**Textauswahl**
....................

Die Stimmung im Verband und im Deutschen Chorverband knisterte. Sie knisterte seit dem Chorverbandstag in Stuttgart 2015. Das gegenüber dem Dachverband formulierte Misstrauen, welches sich in der Bildung einer Arbeitsgruppe (an welcher der SCV personell nicht beteiligt war) Ausdruck fand, war aufgerufen, das finanzielle und organisatorische Verhalten des Deutschen Chorverbandes „unter die Lupe zu nehmen“.
Wie hat sich die Situation im Schwäbischen Chorverband dargestellt?
Auch im Schwäbischen Chorverband wurde viel und kontrovers über diese Themen und das beabsichtigte Chorzentrum in Berlin diskutiert. Im Januar wurde bei einer Regionalpräsidententagung emotional informiert und diskutiert. Im Februar dann beschloss die Mehrheit eines außerordentlichen Chorverbandstages des DCV in Frankfurt, das Deutsche Chorzentrum in Angriff zu nehmen. Die Mehrheit war klar, Einmütigkeit herrschte aber nicht.

....................

**Datenauszug**

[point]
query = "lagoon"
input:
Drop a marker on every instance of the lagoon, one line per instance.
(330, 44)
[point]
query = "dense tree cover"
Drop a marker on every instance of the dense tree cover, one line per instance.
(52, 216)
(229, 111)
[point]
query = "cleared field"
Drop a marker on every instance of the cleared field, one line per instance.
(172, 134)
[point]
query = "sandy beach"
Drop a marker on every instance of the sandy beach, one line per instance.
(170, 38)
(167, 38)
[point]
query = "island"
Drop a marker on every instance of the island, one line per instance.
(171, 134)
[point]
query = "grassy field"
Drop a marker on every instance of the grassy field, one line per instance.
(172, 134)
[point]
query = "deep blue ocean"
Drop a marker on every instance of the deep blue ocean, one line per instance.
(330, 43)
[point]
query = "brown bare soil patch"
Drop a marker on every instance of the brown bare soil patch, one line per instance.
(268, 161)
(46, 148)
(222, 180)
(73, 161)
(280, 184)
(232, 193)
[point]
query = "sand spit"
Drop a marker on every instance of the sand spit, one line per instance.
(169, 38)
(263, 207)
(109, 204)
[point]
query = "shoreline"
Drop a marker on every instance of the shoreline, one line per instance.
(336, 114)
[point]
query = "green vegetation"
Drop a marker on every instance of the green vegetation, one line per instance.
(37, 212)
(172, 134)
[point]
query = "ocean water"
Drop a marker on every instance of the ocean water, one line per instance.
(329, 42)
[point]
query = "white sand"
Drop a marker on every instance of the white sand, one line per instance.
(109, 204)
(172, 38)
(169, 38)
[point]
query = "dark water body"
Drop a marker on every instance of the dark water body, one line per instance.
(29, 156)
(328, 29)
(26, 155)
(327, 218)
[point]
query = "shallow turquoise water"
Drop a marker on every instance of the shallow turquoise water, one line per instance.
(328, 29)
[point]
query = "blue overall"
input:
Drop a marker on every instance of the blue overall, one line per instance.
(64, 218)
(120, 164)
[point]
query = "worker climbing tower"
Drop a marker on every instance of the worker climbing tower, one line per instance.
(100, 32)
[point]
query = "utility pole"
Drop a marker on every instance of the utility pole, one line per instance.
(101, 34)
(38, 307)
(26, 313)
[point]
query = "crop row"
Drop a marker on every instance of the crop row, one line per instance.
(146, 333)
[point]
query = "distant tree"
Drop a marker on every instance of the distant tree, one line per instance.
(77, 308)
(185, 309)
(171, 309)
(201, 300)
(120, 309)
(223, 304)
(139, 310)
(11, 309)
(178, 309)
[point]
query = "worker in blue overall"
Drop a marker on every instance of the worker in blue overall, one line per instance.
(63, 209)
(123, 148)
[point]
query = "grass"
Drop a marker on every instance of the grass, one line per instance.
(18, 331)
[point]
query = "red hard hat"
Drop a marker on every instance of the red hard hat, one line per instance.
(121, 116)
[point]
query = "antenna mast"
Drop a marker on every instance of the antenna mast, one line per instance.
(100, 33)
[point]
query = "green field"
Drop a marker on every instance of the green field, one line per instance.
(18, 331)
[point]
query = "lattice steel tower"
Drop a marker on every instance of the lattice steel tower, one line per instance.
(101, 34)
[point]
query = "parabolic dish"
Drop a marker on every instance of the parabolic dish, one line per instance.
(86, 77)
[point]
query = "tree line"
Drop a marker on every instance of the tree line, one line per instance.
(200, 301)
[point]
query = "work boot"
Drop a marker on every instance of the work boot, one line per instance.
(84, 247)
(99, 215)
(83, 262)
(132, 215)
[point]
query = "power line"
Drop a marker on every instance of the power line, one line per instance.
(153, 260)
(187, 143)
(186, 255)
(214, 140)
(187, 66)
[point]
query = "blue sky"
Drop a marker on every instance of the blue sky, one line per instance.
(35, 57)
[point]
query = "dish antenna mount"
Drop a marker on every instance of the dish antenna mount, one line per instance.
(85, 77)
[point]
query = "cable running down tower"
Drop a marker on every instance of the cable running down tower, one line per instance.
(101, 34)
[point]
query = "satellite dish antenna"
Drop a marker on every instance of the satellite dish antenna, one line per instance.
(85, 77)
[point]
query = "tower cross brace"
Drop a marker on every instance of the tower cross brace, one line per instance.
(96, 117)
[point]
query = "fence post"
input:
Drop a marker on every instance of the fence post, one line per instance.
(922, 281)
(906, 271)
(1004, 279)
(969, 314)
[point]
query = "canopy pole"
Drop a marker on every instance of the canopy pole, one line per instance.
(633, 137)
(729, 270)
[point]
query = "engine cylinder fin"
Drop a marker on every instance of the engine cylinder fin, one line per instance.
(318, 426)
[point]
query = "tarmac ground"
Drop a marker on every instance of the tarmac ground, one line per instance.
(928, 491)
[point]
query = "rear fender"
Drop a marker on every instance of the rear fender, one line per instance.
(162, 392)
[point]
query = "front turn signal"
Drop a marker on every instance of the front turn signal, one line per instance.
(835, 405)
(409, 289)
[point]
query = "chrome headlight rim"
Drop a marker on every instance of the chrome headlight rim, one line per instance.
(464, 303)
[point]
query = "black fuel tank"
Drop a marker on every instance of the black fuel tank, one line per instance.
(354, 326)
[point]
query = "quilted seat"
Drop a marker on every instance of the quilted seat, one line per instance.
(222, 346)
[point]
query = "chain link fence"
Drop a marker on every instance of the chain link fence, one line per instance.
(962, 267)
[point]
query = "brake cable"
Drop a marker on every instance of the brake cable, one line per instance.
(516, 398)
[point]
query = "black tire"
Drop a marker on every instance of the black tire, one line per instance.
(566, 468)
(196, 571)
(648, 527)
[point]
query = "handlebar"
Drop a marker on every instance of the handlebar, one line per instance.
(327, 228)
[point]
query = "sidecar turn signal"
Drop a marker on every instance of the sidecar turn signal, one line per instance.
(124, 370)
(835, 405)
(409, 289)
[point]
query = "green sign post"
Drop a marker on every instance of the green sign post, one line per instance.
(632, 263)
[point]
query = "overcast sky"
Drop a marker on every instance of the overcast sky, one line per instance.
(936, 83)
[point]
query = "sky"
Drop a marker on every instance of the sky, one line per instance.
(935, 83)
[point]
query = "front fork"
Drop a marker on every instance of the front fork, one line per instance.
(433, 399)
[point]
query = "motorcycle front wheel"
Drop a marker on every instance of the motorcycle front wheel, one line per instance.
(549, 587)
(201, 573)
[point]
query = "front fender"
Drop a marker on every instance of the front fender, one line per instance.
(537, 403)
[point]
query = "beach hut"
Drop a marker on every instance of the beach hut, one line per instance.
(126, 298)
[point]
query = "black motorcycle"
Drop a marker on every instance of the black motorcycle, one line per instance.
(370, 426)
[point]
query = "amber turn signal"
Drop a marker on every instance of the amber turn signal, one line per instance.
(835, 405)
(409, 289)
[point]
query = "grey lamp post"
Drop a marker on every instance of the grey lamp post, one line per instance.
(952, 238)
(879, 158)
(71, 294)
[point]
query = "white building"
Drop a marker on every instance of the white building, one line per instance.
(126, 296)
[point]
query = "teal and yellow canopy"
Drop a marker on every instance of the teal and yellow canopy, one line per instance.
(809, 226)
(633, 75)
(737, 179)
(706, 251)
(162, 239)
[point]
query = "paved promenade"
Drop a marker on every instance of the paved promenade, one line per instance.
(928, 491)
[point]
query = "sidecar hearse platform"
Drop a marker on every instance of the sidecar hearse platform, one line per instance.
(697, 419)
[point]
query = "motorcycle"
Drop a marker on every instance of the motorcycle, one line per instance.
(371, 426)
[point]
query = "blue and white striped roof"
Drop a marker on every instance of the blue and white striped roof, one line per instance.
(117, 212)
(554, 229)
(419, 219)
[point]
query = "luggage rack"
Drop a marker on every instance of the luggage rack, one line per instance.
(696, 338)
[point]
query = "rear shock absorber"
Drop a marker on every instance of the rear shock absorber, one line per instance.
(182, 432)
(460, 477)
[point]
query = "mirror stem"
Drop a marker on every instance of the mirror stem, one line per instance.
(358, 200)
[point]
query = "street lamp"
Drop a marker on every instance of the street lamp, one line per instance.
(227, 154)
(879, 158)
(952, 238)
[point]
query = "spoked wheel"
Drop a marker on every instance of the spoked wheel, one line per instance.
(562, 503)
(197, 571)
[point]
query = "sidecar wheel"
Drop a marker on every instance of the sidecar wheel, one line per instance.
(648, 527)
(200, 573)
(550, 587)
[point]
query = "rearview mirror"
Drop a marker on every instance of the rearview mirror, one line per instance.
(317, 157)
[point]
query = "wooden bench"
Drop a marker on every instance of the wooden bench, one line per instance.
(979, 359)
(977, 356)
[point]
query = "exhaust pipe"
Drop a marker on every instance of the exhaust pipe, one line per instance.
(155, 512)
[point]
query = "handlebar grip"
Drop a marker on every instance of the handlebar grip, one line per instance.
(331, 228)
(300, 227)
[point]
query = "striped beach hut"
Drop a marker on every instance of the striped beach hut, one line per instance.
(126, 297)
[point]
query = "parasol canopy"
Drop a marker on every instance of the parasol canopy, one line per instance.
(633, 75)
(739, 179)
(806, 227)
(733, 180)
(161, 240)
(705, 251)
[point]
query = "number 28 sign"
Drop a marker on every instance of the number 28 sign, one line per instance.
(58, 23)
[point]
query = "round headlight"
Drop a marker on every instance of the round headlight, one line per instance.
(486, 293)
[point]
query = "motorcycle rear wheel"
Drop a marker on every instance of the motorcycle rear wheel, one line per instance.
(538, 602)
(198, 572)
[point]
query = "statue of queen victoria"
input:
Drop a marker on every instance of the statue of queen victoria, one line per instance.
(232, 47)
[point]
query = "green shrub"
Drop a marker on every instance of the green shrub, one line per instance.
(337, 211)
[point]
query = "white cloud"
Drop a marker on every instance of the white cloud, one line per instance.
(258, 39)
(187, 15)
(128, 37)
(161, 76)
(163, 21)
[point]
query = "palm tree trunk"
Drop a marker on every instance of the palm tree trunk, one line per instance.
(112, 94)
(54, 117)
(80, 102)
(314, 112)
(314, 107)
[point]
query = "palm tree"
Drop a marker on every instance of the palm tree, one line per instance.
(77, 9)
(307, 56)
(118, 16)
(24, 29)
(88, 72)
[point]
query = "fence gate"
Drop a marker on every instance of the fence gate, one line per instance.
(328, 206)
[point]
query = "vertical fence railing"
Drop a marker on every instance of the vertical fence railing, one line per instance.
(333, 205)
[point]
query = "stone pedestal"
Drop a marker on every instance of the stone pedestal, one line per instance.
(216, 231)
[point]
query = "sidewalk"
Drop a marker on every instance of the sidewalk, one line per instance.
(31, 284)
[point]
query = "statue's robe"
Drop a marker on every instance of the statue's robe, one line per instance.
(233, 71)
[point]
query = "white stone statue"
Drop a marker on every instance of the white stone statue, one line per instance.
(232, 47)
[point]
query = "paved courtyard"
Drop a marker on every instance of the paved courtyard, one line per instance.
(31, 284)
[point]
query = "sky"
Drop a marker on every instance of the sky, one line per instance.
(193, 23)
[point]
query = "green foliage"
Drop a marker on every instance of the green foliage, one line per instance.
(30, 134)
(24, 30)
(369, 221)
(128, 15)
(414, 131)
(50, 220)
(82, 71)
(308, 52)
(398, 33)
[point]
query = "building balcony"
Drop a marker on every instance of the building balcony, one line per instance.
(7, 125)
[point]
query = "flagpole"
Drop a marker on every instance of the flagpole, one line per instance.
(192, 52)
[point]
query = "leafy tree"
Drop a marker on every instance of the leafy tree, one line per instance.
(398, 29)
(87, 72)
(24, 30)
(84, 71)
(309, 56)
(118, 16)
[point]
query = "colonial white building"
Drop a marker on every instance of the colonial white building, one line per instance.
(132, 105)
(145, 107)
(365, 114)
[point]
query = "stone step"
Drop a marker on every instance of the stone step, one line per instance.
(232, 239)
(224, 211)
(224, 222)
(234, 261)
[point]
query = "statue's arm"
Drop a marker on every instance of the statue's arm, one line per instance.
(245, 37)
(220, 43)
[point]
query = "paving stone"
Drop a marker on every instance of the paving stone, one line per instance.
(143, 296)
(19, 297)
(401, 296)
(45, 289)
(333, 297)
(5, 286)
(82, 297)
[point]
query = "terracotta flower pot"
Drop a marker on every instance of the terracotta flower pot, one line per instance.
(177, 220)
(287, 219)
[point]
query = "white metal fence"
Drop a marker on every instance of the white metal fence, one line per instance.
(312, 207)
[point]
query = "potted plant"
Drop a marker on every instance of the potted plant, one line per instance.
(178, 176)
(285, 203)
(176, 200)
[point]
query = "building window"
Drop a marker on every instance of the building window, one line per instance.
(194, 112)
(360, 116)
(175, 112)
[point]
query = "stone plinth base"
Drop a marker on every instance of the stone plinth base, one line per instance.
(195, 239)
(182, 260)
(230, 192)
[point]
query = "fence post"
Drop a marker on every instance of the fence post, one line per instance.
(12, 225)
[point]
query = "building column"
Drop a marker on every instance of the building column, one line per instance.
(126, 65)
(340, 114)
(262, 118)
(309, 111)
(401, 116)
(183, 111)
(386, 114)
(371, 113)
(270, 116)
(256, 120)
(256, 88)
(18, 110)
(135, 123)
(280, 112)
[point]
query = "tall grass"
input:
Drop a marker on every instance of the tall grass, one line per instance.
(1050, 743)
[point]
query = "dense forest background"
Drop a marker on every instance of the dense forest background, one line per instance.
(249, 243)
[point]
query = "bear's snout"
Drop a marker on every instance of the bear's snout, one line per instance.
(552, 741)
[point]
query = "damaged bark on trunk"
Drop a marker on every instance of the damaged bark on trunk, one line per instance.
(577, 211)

....................

**Arbeitsaufträge**
1. Prüfe, ob die folgenden Aussagen mit der Textauswahl über den Chorverband übereinstimmen. Antworte jeweils mit Ja oder Nein und zitiere die entscheidenden Worte aus dem Text. (a) Der SCV war personell an der Arbeitsgruppe beteiligt. (b) Die Regionalpräsidententagung fand im Januar statt. (c) Der Beschluss zum Deutschen Chorzentrum fiel einstimmig.
2. Führe den Text über die Auseinandersetzung um das Deutsche Chorzentrum im Anschluss an seinen letzten Satz weiter.

**Ergebnisse der Reihe**
1.
(a) Nein: „an welcher der SCV personell nicht beteiligt war“
(b) Ja: „Im Januar wurde bei einer Regionalpräsidententagung emotional informiert und diskutiert.“
(c) Nein: „Die Mehrheit war klar, Einmütigkeit herrschte aber nicht.“

2.
Ende März 2016 legte dann die Arbeitsgruppe ihren Bericht dem DCV und den Landesverbänden vor. Das Präsidium des Deutschen Chorverbandes reagierte, überarbeitete seine Satzung und Geschäftsordnung, klärte – vor allem mit den Kassenprüfern – die betriebswirtschaftlichen Notwendigkeiten und Abläufe und holte eine dezidierte Stellungnahme des ehemaligen Präsidenten des Bundesrechnungshofes ein. In Fulda schließlich, beim außerordentlichen Chorverbandstag, wurde die vom DCV vorgelegte Satzung gebilligt und auf Vorschlag der Rechnungsprüfer das Präsidium entlastet. Der Chorverbandstag und die dortigen Arbeitsergebnisse dokumentieren eine neue, konstruktive und vertrauensvolle Zusammenarbeit zwischen den Landesverbänden und dem Deutschen Chorverband; Beobachter und Delegierte sehen in diesem Chorverbandstag den Abschluss eines zweijährigen, außerordentlich konfliktträchtigen Prozesses der Verbandsarbeit im Deutschen Chorverband.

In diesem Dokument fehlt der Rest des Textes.